**What is asked:** Render every line of the rows below as a JSON array of strings, one string per line, with blank lines omitted.

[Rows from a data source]
>> BEGIN

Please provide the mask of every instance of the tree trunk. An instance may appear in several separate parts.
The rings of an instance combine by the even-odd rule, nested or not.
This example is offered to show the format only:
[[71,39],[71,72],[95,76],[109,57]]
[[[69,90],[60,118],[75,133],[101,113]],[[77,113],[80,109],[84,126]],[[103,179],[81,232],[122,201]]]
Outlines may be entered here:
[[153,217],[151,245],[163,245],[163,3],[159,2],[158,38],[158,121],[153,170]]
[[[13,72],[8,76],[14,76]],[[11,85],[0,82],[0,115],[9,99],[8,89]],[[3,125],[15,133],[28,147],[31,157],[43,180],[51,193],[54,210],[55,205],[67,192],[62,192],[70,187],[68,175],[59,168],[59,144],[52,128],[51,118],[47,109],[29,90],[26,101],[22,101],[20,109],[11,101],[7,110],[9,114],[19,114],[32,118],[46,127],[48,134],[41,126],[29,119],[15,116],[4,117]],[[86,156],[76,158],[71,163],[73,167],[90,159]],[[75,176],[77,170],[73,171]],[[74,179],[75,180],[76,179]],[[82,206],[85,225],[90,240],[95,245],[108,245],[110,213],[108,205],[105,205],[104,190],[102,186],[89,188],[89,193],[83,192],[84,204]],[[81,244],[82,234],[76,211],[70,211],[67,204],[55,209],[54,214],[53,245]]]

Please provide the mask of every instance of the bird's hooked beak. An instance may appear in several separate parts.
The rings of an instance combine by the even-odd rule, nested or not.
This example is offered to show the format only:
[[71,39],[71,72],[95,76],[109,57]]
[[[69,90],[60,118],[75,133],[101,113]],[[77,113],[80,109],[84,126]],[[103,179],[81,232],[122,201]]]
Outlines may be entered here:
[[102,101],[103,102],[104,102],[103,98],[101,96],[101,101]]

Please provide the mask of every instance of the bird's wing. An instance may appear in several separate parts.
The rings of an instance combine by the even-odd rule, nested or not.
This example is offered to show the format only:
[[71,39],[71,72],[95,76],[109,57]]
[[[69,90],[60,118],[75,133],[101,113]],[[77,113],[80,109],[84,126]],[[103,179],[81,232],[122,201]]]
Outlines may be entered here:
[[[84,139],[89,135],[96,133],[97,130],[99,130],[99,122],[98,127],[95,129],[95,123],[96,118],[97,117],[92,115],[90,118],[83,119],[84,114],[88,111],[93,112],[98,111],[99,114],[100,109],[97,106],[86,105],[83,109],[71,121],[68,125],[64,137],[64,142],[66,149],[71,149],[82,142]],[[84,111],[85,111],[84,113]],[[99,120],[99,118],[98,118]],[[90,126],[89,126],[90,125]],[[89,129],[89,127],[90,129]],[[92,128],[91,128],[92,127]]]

>> END

**Expected answer:**
[
  "Please provide the mask of every instance of the tree trunk. An instance may appear in several separate parts.",
  "The rings of an instance combine by the even-odd rule, nested or not.",
  "This example is offered to show the format only:",
  "[[71,39],[71,72],[95,76],[109,57]]",
  "[[[69,90],[60,118],[75,133],[101,113]],[[77,113],[80,109],[84,126]],[[103,179],[81,232],[122,201]]]",
  "Outlines may be entered here:",
  "[[153,217],[151,245],[163,245],[163,3],[159,2],[158,38],[158,121],[153,170]]",
  "[[[13,72],[8,76],[14,76]],[[11,85],[0,82],[0,115],[9,99],[8,89]],[[3,125],[15,133],[28,147],[31,157],[43,180],[51,193],[54,210],[55,205],[67,192],[62,192],[70,187],[68,175],[59,168],[59,144],[52,128],[51,118],[47,109],[29,90],[26,101],[22,101],[20,109],[11,101],[7,110],[9,114],[19,114],[32,118],[46,127],[48,134],[41,126],[29,119],[15,116],[4,117]],[[86,156],[76,158],[71,163],[73,167],[90,159]],[[75,176],[77,170],[73,171]],[[74,179],[75,180],[76,179]],[[82,206],[85,225],[90,240],[95,245],[108,245],[110,213],[108,205],[105,205],[104,190],[102,186],[89,188],[89,193],[83,192],[84,204]],[[81,244],[82,234],[76,211],[70,211],[67,204],[55,209],[54,214],[53,245]]]",
  "Please provide the mask of every instance of the bird's hooked beak. An instance may appear in several separate parts.",
  "The rings of an instance combine by the even-odd rule, nested or not.",
  "This example is offered to show the format only:",
  "[[71,39],[71,72],[95,76],[109,57]]",
  "[[[69,90],[60,118],[75,133],[101,113]],[[77,113],[80,109],[84,126]],[[103,179],[81,232],[122,201]]]",
  "Outlines may be entered here:",
  "[[102,101],[103,102],[104,102],[103,98],[101,96],[101,101]]",
  "Please provide the mask of every instance of the bird's wing. An instance may appear in several separate parts.",
  "The rings of an instance combine by the even-odd rule, nested or not.",
  "This example is offered to show the format only:",
  "[[71,39],[71,72],[95,76],[109,57]]",
  "[[[69,90],[60,118],[75,133],[101,113]],[[77,113],[80,109],[84,126]],[[103,179],[81,232],[122,201]]]",
  "Outlines may be entered here:",
  "[[[84,139],[89,135],[96,133],[97,130],[99,130],[99,122],[98,127],[95,129],[95,123],[96,118],[97,117],[92,115],[90,118],[83,119],[84,114],[88,111],[93,112],[98,111],[99,114],[100,109],[97,106],[86,105],[83,109],[71,121],[68,125],[64,137],[64,142],[66,149],[71,149],[82,142]],[[84,111],[85,111],[84,113]],[[99,120],[99,118],[98,118]],[[90,126],[89,126],[90,125]],[[89,129],[89,127],[90,129]],[[92,128],[91,128],[92,127]]]"
]